■ Problem details:
Locate the line that contains "Question. The picture above shows the embroidered". Reproduce it and all following lines up to the end of the material, exactly and with nothing added.

(Point annotation records)
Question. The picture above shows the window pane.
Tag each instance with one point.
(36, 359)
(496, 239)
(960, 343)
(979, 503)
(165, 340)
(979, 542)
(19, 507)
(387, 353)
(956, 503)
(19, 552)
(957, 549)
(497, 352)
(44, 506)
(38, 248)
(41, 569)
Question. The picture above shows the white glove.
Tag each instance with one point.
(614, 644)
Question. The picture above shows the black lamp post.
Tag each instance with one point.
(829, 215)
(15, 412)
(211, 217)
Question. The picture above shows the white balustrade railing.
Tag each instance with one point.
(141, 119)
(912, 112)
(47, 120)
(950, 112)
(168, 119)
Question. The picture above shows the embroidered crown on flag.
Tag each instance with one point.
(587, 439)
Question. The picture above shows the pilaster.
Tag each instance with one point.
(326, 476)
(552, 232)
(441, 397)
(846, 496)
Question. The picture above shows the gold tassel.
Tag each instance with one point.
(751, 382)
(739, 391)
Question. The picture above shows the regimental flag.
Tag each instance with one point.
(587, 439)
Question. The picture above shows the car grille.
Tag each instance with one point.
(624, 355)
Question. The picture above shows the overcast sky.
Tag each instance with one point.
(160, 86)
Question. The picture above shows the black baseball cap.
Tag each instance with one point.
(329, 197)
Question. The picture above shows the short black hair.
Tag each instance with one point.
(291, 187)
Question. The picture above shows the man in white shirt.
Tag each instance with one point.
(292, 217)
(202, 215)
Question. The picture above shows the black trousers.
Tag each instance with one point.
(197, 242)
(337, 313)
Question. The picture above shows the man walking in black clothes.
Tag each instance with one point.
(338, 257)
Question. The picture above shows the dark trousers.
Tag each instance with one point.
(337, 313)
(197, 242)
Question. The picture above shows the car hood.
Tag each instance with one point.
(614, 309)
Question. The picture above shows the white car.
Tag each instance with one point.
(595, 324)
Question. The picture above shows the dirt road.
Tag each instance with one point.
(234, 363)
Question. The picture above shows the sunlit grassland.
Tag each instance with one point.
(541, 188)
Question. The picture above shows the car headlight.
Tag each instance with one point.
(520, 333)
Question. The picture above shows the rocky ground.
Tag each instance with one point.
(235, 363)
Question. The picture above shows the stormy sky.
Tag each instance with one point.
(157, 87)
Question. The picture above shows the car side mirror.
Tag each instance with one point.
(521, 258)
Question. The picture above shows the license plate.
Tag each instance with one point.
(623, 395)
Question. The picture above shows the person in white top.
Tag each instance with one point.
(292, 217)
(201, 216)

■ Result of the exercise:
Question. The picture above shows the embroidered crown on flag.
Tag each instance with one point.
(587, 439)
Question. The picture above shows the pilaster.
Tag each instance with one point.
(326, 476)
(552, 232)
(441, 397)
(846, 496)
Question. The picture above shows the gold tassel.
Tag each instance with one point.
(751, 382)
(739, 391)
Question. The picture above shows the regimental flag.
Tag each instance with one point.
(587, 439)
Question. The picture above shows the car grille.
Tag each instance with one point.
(624, 355)
Question. The picture above shows the overcast sky.
Tag each instance with one point.
(160, 86)
Question. The picture above shows the black baseball cap.
Tag each instance with one point.
(329, 197)
Question. The picture above shows the short black hair.
Tag each instance with one point.
(291, 187)
Question. The picture above shows the man in white shirt.
Tag each instance with one point.
(292, 217)
(202, 215)
Question. The picture above shows the black trousers.
Tag each instance with one point.
(197, 242)
(337, 313)
Question. The picture above shows the man walking in black clothes.
Tag each instance with one point.
(338, 257)
Question. The picture above shows the dark trousers.
Tag each instance with one point.
(337, 313)
(197, 242)
Question. The picture above shows the car hood.
Tag each instance with one point.
(614, 309)
Question. The picture above shows the white car.
Tag each instance with one point.
(595, 324)
Question. The picture above shows the dirt road.
Tag each instance with one point.
(234, 363)
Question. The picture above shows the sunlit grassland.
Tag each instance with one point.
(541, 188)
Question. The picture above shows the car headlight.
Tag each instance with one point.
(520, 333)
Question. The picture above shows the rocky ground.
Tag each instance with one point.
(235, 363)
Question. The picture above shows the stormy sky.
Tag each instance with one point.
(157, 87)
Question. The picture above shows the car side mirror.
Tag each instance with one point.
(521, 258)
Question. The picture above shows the license plate.
Tag each instance with one point.
(623, 395)
Question. The picture above shows the person in white top.
Tag each instance with one point.
(292, 217)
(201, 216)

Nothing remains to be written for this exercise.